■ **Exercise**
Copy each of the following items word for word, without changing anything.

■ **Record set**

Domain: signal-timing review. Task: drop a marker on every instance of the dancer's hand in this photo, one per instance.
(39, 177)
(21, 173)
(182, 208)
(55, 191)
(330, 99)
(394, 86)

■ **Finished task**
Domain: signal-timing review. Task: drop a marker on every instance of the dancer's hand in this photo, one per instance.
(39, 177)
(21, 173)
(182, 208)
(55, 191)
(330, 99)
(394, 86)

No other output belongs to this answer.